● Data records:

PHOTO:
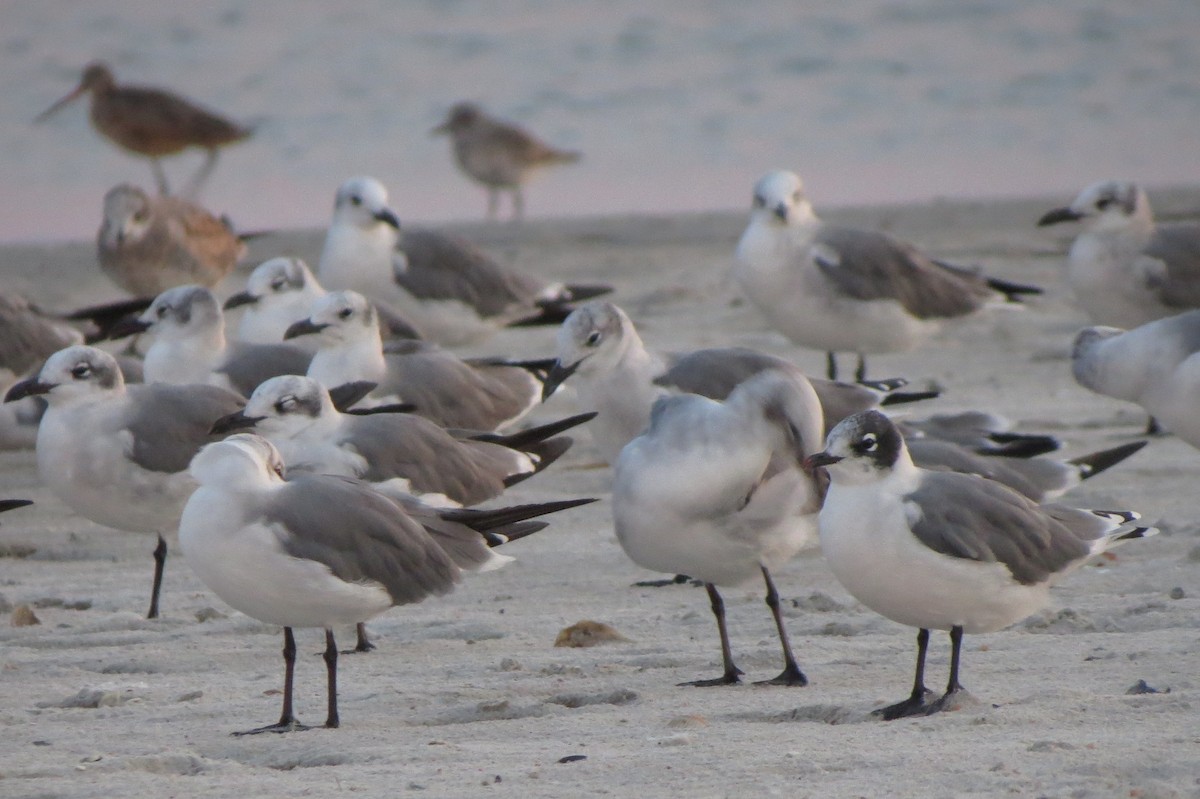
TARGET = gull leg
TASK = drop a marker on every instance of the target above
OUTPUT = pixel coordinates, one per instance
(160, 560)
(791, 673)
(287, 721)
(732, 673)
(916, 704)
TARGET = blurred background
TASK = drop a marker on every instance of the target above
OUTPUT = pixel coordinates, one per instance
(676, 106)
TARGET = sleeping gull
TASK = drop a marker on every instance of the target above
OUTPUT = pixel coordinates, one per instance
(941, 550)
(118, 455)
(1125, 269)
(321, 551)
(190, 344)
(845, 289)
(297, 415)
(451, 290)
(474, 395)
(714, 490)
(280, 292)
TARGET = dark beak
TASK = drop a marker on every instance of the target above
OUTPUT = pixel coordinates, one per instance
(555, 378)
(234, 421)
(30, 388)
(240, 299)
(303, 328)
(388, 217)
(1059, 215)
(125, 328)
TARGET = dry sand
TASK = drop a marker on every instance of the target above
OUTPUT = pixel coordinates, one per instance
(467, 696)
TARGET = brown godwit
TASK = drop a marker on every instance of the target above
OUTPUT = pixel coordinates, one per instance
(151, 122)
(497, 154)
(150, 244)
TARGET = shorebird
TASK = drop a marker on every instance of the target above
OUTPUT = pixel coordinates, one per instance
(498, 155)
(148, 245)
(845, 289)
(941, 550)
(319, 551)
(1125, 269)
(451, 289)
(118, 455)
(153, 122)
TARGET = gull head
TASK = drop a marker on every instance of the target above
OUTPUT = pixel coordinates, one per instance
(73, 374)
(241, 462)
(862, 448)
(363, 203)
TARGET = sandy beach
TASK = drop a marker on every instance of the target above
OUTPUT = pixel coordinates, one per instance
(468, 696)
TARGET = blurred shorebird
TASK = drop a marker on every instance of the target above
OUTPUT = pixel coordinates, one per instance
(497, 154)
(151, 122)
(148, 245)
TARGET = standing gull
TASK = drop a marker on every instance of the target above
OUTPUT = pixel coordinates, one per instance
(715, 491)
(153, 122)
(442, 386)
(118, 455)
(453, 290)
(941, 550)
(498, 155)
(1125, 269)
(844, 289)
(319, 551)
(149, 244)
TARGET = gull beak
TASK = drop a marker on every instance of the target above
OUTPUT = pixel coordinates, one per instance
(126, 328)
(234, 421)
(388, 217)
(303, 328)
(555, 378)
(240, 299)
(31, 388)
(1059, 215)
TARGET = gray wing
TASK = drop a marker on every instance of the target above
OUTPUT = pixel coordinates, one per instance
(361, 535)
(1179, 247)
(171, 422)
(27, 337)
(979, 520)
(455, 394)
(430, 458)
(870, 265)
(447, 268)
(250, 365)
(715, 372)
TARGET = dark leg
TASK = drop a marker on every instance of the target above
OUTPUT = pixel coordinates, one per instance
(953, 688)
(791, 673)
(160, 560)
(331, 670)
(731, 672)
(287, 720)
(915, 704)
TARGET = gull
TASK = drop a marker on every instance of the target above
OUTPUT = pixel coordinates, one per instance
(1125, 269)
(406, 451)
(190, 344)
(1155, 365)
(280, 292)
(118, 455)
(453, 290)
(846, 289)
(443, 388)
(149, 244)
(319, 551)
(941, 550)
(151, 122)
(714, 490)
(498, 155)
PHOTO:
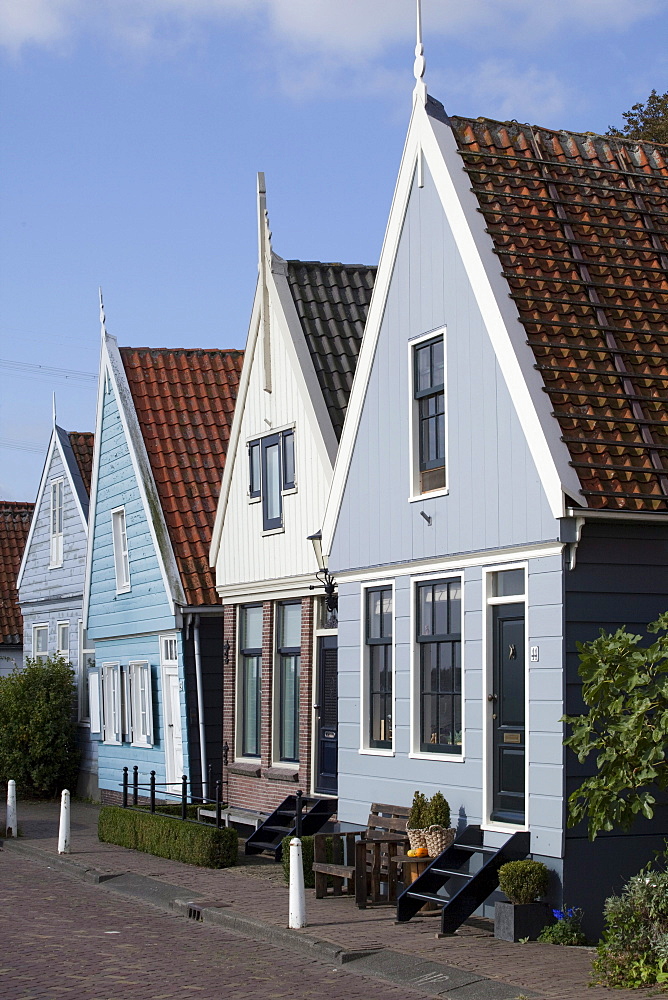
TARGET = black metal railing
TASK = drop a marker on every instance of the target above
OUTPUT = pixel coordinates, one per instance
(187, 798)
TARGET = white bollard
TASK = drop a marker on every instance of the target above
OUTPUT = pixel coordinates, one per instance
(64, 831)
(10, 826)
(297, 897)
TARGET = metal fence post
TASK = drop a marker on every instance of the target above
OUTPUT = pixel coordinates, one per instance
(218, 820)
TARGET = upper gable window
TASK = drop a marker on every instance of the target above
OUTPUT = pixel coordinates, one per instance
(120, 542)
(271, 466)
(56, 533)
(429, 414)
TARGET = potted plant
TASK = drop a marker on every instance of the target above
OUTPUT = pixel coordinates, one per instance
(440, 835)
(416, 824)
(523, 917)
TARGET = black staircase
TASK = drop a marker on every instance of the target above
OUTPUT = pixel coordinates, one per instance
(283, 823)
(467, 871)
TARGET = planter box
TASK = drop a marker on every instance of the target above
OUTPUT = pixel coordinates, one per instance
(514, 921)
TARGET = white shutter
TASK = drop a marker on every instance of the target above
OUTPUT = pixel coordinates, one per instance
(95, 702)
(142, 703)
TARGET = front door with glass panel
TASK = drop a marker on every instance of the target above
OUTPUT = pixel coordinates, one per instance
(508, 717)
(327, 716)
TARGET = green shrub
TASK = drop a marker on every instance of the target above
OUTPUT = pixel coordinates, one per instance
(417, 816)
(634, 949)
(307, 859)
(37, 728)
(524, 881)
(438, 811)
(566, 930)
(165, 837)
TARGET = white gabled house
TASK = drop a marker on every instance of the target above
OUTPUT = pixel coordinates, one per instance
(280, 670)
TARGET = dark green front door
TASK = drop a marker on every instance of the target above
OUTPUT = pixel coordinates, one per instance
(508, 719)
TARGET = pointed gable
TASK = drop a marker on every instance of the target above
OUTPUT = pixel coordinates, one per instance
(332, 302)
(15, 518)
(579, 223)
(184, 401)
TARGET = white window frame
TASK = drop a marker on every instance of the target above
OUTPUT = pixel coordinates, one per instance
(85, 652)
(39, 628)
(414, 492)
(119, 536)
(364, 747)
(61, 649)
(141, 703)
(112, 703)
(415, 752)
(488, 665)
(56, 524)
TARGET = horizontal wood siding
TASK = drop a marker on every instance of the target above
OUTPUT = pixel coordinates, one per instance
(145, 607)
(112, 758)
(495, 496)
(246, 556)
(39, 582)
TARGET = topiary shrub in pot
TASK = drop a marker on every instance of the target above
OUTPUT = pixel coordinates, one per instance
(417, 822)
(523, 917)
(440, 834)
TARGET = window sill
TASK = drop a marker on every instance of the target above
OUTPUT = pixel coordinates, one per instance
(428, 496)
(280, 772)
(454, 757)
(247, 770)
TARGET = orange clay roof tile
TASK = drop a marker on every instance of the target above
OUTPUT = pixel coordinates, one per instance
(15, 520)
(580, 227)
(174, 392)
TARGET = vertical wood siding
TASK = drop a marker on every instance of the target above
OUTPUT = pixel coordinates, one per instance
(245, 555)
(496, 498)
(146, 605)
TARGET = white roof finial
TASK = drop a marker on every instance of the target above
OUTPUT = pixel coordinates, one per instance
(420, 92)
(103, 319)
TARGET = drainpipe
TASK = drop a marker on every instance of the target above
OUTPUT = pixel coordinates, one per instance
(200, 708)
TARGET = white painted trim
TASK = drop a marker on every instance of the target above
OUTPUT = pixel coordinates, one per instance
(414, 667)
(442, 564)
(364, 737)
(414, 492)
(488, 602)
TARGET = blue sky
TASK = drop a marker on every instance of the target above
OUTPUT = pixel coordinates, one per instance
(133, 131)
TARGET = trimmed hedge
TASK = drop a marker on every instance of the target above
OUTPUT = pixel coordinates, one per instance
(164, 837)
(307, 859)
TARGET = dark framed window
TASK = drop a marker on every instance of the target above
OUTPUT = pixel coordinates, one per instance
(271, 471)
(288, 635)
(250, 667)
(439, 637)
(379, 653)
(254, 474)
(429, 395)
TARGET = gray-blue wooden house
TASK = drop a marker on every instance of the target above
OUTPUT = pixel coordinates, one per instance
(501, 487)
(51, 576)
(151, 608)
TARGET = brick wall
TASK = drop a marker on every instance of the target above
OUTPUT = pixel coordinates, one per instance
(262, 787)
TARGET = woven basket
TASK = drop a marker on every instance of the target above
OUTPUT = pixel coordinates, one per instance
(438, 838)
(417, 838)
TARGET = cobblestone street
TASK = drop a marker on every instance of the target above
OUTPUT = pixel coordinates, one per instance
(62, 938)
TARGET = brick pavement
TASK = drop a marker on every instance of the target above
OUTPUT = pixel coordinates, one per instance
(554, 973)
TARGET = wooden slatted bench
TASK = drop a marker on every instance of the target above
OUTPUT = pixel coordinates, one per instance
(361, 858)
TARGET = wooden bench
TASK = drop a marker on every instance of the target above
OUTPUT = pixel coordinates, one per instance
(361, 858)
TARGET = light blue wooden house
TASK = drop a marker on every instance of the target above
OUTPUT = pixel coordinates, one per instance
(501, 486)
(51, 577)
(163, 420)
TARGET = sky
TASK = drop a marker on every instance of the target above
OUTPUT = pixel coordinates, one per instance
(133, 130)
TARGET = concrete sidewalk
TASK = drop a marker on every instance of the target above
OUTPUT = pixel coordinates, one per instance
(253, 899)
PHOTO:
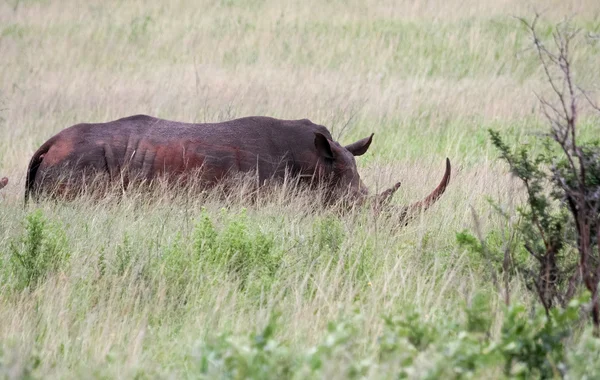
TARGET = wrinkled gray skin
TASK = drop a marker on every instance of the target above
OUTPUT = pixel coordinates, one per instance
(144, 147)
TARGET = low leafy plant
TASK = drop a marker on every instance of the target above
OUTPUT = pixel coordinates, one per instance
(40, 250)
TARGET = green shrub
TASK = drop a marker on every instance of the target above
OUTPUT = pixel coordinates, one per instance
(40, 250)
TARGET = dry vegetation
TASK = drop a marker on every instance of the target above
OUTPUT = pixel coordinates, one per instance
(133, 294)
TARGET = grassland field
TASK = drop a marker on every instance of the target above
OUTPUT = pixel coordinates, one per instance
(139, 288)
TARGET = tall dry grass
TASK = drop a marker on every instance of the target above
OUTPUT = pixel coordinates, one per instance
(428, 77)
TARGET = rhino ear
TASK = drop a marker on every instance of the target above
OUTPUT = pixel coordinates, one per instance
(323, 146)
(361, 146)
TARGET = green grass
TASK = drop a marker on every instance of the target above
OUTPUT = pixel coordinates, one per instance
(181, 286)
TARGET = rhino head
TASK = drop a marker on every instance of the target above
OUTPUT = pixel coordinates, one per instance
(338, 163)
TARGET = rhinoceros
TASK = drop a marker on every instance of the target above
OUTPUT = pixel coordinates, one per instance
(142, 147)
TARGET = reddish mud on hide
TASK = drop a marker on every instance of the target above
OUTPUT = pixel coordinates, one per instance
(146, 148)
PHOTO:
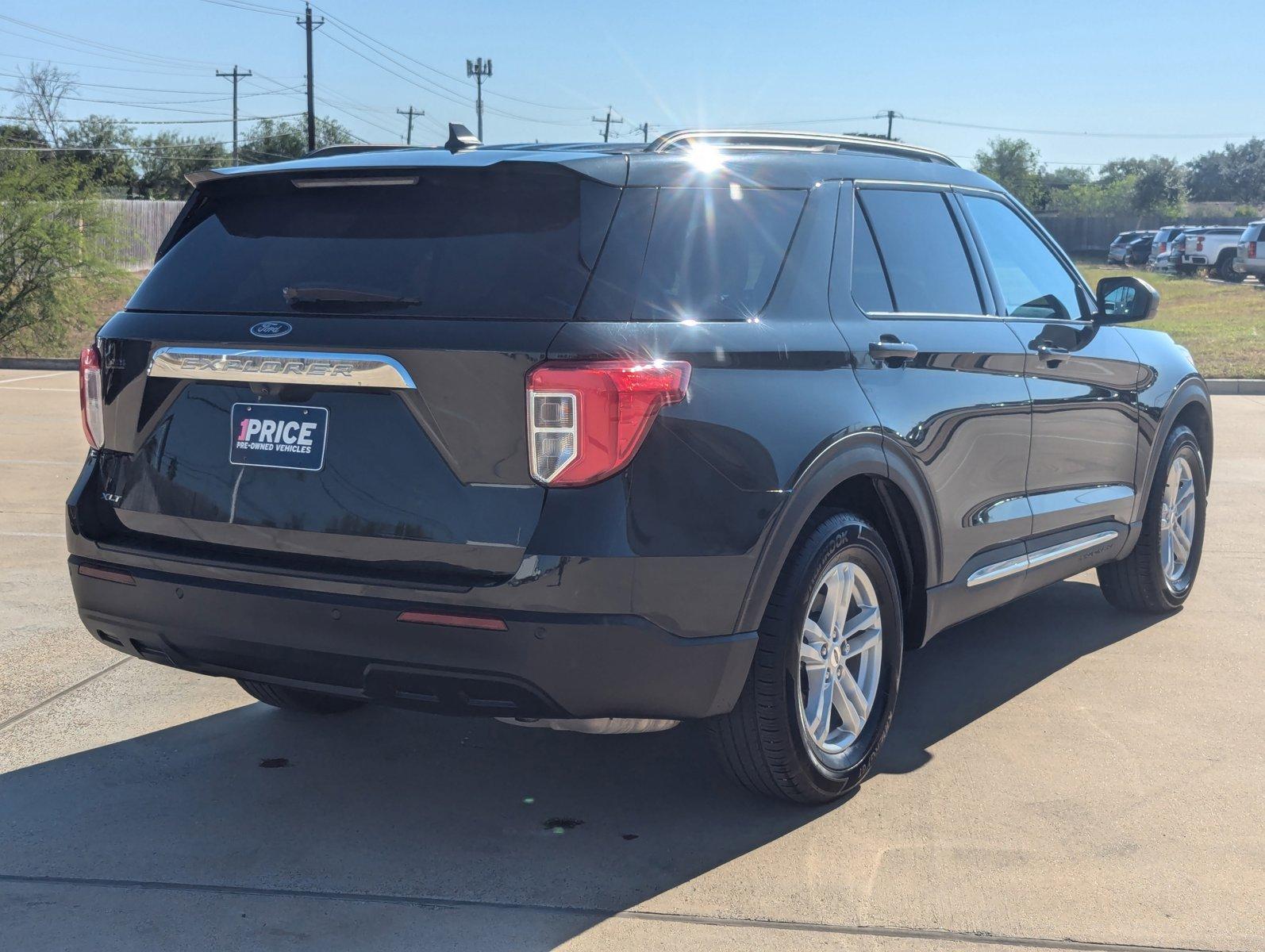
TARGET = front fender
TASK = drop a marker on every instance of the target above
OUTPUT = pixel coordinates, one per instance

● Task details: Put the stretch of the records from the line containing "TARGET = rhinoceros" through the end of the records into a numbered list, leaving out blank lines. Leave the pictures out.

● Finished answer:
1. TARGET = rhinoceros
2. TASK = drop a marker on every instance of the target above
3. OUTPUT = pixel coordinates, one per instance
4. (142, 147)
5. TARGET = reddish mud on hide
6. TASK = drop a marker on every instance of the target above
7. OUTPUT = pixel coordinates, one per instance
8. (146, 148)
9. PHOTO:
10. TARGET = front fender
11. TASK = drop a marker on every instance of the target above
12. OUTPUT = pixel coordinates, one per instance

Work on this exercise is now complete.